Text-to-region grounding data:
==================================================
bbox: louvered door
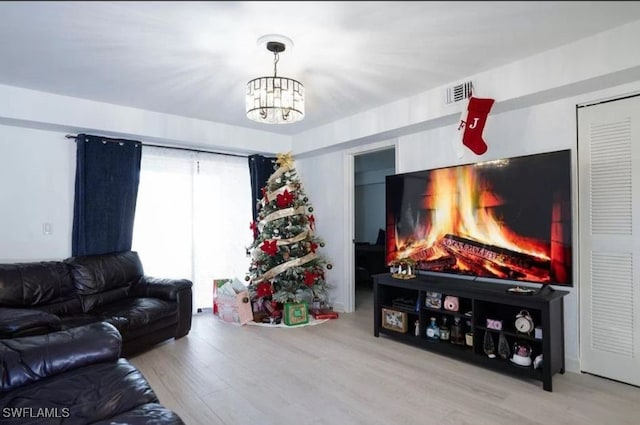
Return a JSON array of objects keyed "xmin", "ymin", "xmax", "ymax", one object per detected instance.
[{"xmin": 578, "ymin": 95, "xmax": 640, "ymax": 386}]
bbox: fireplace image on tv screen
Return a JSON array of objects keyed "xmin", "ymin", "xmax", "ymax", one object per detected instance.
[{"xmin": 386, "ymin": 150, "xmax": 572, "ymax": 286}]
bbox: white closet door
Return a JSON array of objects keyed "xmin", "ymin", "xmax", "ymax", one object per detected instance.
[{"xmin": 578, "ymin": 95, "xmax": 640, "ymax": 386}]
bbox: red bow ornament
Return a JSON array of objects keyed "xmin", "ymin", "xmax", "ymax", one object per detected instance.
[
  {"xmin": 304, "ymin": 271, "xmax": 317, "ymax": 287},
  {"xmin": 256, "ymin": 281, "xmax": 273, "ymax": 298},
  {"xmin": 260, "ymin": 240, "xmax": 278, "ymax": 256},
  {"xmin": 276, "ymin": 189, "xmax": 294, "ymax": 208}
]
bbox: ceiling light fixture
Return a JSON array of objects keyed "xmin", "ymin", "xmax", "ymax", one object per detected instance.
[{"xmin": 246, "ymin": 35, "xmax": 304, "ymax": 124}]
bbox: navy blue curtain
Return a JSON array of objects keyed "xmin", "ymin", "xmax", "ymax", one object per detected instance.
[
  {"xmin": 248, "ymin": 154, "xmax": 275, "ymax": 222},
  {"xmin": 72, "ymin": 134, "xmax": 142, "ymax": 256}
]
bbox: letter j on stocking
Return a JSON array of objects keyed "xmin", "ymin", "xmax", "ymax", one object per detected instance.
[{"xmin": 461, "ymin": 96, "xmax": 495, "ymax": 155}]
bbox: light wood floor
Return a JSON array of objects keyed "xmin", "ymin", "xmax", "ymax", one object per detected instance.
[{"xmin": 131, "ymin": 288, "xmax": 640, "ymax": 425}]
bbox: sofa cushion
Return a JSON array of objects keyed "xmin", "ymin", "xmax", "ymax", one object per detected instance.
[
  {"xmin": 91, "ymin": 298, "xmax": 177, "ymax": 338},
  {"xmin": 0, "ymin": 308, "xmax": 61, "ymax": 338},
  {"xmin": 58, "ymin": 314, "xmax": 104, "ymax": 330},
  {"xmin": 0, "ymin": 322, "xmax": 121, "ymax": 392},
  {"xmin": 0, "ymin": 359, "xmax": 158, "ymax": 424},
  {"xmin": 32, "ymin": 297, "xmax": 84, "ymax": 316},
  {"xmin": 0, "ymin": 261, "xmax": 75, "ymax": 307},
  {"xmin": 78, "ymin": 286, "xmax": 130, "ymax": 313},
  {"xmin": 66, "ymin": 251, "xmax": 144, "ymax": 312},
  {"xmin": 89, "ymin": 403, "xmax": 185, "ymax": 425}
]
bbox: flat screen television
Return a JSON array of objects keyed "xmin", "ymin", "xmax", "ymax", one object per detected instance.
[{"xmin": 385, "ymin": 150, "xmax": 573, "ymax": 286}]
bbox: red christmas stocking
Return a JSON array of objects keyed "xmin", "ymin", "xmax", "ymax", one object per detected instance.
[{"xmin": 461, "ymin": 96, "xmax": 495, "ymax": 155}]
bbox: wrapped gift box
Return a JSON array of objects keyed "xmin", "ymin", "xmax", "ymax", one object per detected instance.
[{"xmin": 283, "ymin": 301, "xmax": 309, "ymax": 326}]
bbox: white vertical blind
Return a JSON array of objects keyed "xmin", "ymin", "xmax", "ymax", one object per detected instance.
[{"xmin": 133, "ymin": 146, "xmax": 252, "ymax": 309}]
==================================================
• WHAT YOU ARE ASKED TO DO
Could you retype exactly the lines above, starting at the line that contains "bbox: white closet door" and ending at the line that contains "bbox: red bow ornament", and nothing more?

• TASK RESPONSE
bbox: white closet door
Return a JSON array of objects keyed "xmin", "ymin", "xmax", "ymax", one object per detected instance.
[{"xmin": 578, "ymin": 95, "xmax": 640, "ymax": 386}]
bbox: red bow ornament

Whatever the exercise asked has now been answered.